**Given exercise**
In the rows below, render the lines as a JSON list of strings, one string per line, starting at the line that contains "Provide the polygon of every instance of the honey" and ending after the line that contains "Segment each instance of the honey bee.". Leave out blank lines.

Outline annotation records
== == ==
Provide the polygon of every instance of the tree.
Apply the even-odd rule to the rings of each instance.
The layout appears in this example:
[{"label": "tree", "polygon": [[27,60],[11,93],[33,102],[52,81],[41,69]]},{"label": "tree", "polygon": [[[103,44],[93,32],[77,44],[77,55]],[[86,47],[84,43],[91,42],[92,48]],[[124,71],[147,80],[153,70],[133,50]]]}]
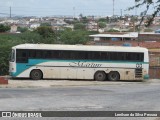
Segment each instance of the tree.
[{"label": "tree", "polygon": [[9,30],[10,30],[10,27],[8,25],[0,24],[0,32],[6,32]]},{"label": "tree", "polygon": [[158,13],[160,12],[160,0],[135,0],[136,5],[130,7],[128,10],[132,10],[135,8],[139,8],[139,7],[146,7],[146,9],[141,12],[141,21],[140,24],[144,21],[146,15],[148,14],[148,11],[153,10],[153,6],[154,6],[154,10],[152,12],[152,15],[150,17],[148,17],[147,19],[147,23],[146,26],[151,25],[152,21],[154,20],[154,18],[158,15]]}]

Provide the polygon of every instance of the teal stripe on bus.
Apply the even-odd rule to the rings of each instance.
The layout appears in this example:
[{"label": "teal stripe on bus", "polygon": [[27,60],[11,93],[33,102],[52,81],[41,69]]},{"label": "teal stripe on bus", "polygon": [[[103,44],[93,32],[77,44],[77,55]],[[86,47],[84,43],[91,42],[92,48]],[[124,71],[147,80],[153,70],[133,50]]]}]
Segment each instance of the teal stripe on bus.
[{"label": "teal stripe on bus", "polygon": [[18,76],[23,71],[29,69],[30,67],[44,63],[44,62],[96,62],[96,63],[125,63],[125,64],[149,64],[149,62],[128,62],[128,61],[101,61],[101,60],[50,60],[50,59],[29,59],[28,63],[17,63],[16,64],[16,72],[12,73],[13,77]]}]

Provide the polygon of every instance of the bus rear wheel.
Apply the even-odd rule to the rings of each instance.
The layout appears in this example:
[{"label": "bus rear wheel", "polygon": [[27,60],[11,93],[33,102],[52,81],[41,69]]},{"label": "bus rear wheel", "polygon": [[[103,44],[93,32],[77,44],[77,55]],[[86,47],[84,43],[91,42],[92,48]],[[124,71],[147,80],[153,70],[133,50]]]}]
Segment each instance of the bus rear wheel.
[{"label": "bus rear wheel", "polygon": [[94,75],[94,79],[97,81],[104,81],[106,80],[106,73],[103,71],[97,71]]},{"label": "bus rear wheel", "polygon": [[42,79],[42,72],[41,70],[32,70],[30,74],[31,79],[33,80],[40,80]]},{"label": "bus rear wheel", "polygon": [[109,74],[108,74],[108,79],[110,81],[117,81],[119,80],[120,76],[119,76],[119,73],[116,72],[116,71],[111,71]]}]

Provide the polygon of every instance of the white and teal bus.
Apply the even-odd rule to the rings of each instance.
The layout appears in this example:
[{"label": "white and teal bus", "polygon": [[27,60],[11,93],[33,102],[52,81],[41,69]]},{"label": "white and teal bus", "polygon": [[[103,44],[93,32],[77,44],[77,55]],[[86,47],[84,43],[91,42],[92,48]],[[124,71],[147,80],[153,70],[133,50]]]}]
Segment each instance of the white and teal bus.
[{"label": "white and teal bus", "polygon": [[142,47],[21,44],[12,47],[12,77],[37,79],[143,80],[149,77]]}]

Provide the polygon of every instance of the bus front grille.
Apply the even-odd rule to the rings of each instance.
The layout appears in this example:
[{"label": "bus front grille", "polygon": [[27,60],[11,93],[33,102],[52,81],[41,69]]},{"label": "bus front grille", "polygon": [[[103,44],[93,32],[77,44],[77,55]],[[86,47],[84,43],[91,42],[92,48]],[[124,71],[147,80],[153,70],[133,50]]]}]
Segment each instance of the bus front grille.
[{"label": "bus front grille", "polygon": [[142,78],[142,69],[135,69],[135,78]]}]

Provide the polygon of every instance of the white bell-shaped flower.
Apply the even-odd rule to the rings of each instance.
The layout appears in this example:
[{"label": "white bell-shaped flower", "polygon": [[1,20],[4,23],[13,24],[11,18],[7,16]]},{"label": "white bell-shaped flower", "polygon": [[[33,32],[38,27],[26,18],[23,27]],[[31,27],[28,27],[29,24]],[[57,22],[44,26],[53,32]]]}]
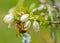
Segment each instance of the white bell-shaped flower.
[{"label": "white bell-shaped flower", "polygon": [[30,28],[30,27],[31,27],[31,21],[27,21],[27,22],[24,24],[24,27]]},{"label": "white bell-shaped flower", "polygon": [[40,11],[42,9],[46,9],[46,7],[45,7],[45,5],[40,5],[37,9]]},{"label": "white bell-shaped flower", "polygon": [[34,8],[34,9],[32,10],[32,12],[35,12],[35,11],[37,11],[37,8]]},{"label": "white bell-shaped flower", "polygon": [[28,17],[29,17],[29,14],[24,14],[24,15],[22,15],[22,17],[21,17],[21,21],[22,22],[25,22],[25,21],[27,21],[28,20]]},{"label": "white bell-shaped flower", "polygon": [[24,33],[24,37],[22,40],[23,43],[30,43],[31,42],[31,36],[28,33]]},{"label": "white bell-shaped flower", "polygon": [[37,22],[37,21],[34,21],[33,22],[33,29],[36,31],[36,32],[38,32],[39,31],[39,23]]},{"label": "white bell-shaped flower", "polygon": [[5,23],[12,23],[12,22],[14,21],[13,15],[7,14],[7,15],[4,17],[4,21],[5,21]]},{"label": "white bell-shaped flower", "polygon": [[13,13],[14,12],[14,8],[9,9],[8,13]]}]

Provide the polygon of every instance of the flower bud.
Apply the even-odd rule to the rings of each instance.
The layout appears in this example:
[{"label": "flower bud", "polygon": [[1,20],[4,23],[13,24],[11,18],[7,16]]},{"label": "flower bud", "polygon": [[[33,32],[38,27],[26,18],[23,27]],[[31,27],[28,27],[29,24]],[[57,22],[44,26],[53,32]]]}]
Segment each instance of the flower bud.
[{"label": "flower bud", "polygon": [[24,24],[24,27],[30,28],[30,27],[31,27],[31,22],[30,22],[30,21],[27,21],[27,22]]},{"label": "flower bud", "polygon": [[39,31],[39,23],[37,22],[37,21],[34,21],[33,22],[33,29],[36,31],[36,32],[38,32]]},{"label": "flower bud", "polygon": [[4,17],[4,21],[5,21],[5,23],[12,23],[13,21],[14,21],[14,17],[13,17],[13,15],[6,15],[5,17]]},{"label": "flower bud", "polygon": [[25,22],[25,21],[27,21],[28,20],[28,17],[29,17],[29,14],[24,14],[24,15],[22,15],[22,17],[21,17],[21,21],[22,22]]}]

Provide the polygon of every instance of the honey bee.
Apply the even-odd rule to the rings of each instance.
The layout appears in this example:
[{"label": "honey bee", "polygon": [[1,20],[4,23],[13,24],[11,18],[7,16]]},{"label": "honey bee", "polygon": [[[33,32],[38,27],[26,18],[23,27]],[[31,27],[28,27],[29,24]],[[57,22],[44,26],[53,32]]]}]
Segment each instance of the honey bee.
[{"label": "honey bee", "polygon": [[18,36],[19,35],[19,33],[26,33],[27,32],[27,28],[26,27],[24,27],[23,25],[21,25],[21,21],[20,20],[18,20],[17,22],[16,22],[17,24],[16,24],[16,35]]}]

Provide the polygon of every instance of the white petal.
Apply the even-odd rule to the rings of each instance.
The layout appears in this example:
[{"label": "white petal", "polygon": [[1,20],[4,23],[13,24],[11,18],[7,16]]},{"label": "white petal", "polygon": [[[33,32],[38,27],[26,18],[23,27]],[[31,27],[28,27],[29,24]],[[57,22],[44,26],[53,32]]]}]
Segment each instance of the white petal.
[{"label": "white petal", "polygon": [[29,14],[24,14],[24,15],[22,15],[22,17],[21,17],[21,21],[22,22],[25,22],[25,21],[27,21],[28,20],[28,17],[29,17]]},{"label": "white petal", "polygon": [[6,15],[4,17],[4,21],[5,21],[5,23],[12,23],[14,21],[13,15]]},{"label": "white petal", "polygon": [[14,12],[14,8],[9,9],[8,13],[13,13]]},{"label": "white petal", "polygon": [[41,6],[38,7],[38,10],[42,10],[44,8],[46,8],[45,5],[41,5]]},{"label": "white petal", "polygon": [[45,20],[48,20],[48,16],[45,16]]},{"label": "white petal", "polygon": [[8,25],[8,28],[11,28],[11,24]]},{"label": "white petal", "polygon": [[30,27],[31,27],[31,22],[30,22],[30,21],[27,21],[27,22],[24,24],[24,27],[30,28]]},{"label": "white petal", "polygon": [[35,12],[35,11],[37,11],[37,8],[34,8],[34,9],[32,10],[32,12]]},{"label": "white petal", "polygon": [[39,23],[37,22],[37,21],[34,21],[33,22],[33,29],[36,31],[36,32],[38,32],[39,31]]}]

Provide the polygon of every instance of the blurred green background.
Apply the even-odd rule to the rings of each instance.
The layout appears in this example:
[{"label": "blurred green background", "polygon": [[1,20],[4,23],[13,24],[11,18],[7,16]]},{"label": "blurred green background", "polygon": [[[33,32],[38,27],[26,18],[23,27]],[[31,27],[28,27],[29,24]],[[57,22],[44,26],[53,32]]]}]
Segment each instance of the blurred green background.
[{"label": "blurred green background", "polygon": [[[4,15],[6,15],[11,7],[16,6],[17,2],[18,0],[0,0],[0,43],[22,43],[22,36],[16,38],[15,29],[8,29],[7,24],[3,21]],[[32,37],[32,43],[53,43],[50,42],[50,29],[42,29],[37,33],[31,30],[29,33]]]}]

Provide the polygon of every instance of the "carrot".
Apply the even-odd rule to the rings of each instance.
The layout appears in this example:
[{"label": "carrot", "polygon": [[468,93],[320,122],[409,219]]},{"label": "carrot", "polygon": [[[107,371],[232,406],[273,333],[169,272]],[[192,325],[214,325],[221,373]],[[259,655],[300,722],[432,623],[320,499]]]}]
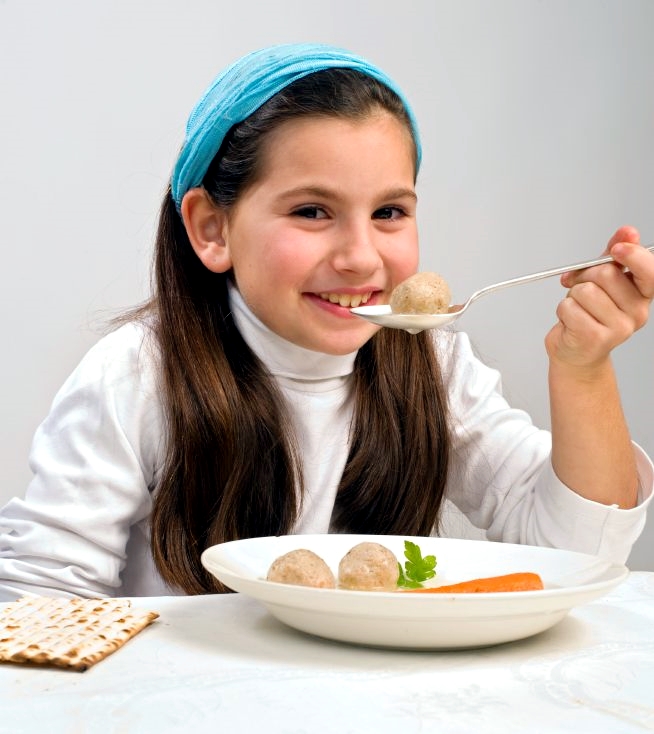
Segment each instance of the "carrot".
[{"label": "carrot", "polygon": [[430,586],[423,589],[407,589],[411,594],[471,594],[492,593],[497,591],[535,591],[545,588],[537,573],[507,573],[503,576],[490,576],[483,579],[462,581],[447,586]]}]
== == ==
**Answer to this exercise**
[
  "Provide the polygon of every instance of the honey bee.",
  "Apply the even-odd rule to the rings of each instance.",
  "The layout appears in this example:",
  "[{\"label\": \"honey bee\", \"polygon\": [[1,20],[4,23],[13,24],[11,18],[7,16]]},{\"label\": \"honey bee\", \"polygon\": [[[33,32],[38,27],[26,18],[23,27]],[[31,27],[28,27],[29,24]],[[57,22],[44,26],[53,32]]]}]",
  "Segment each instance of the honey bee."
]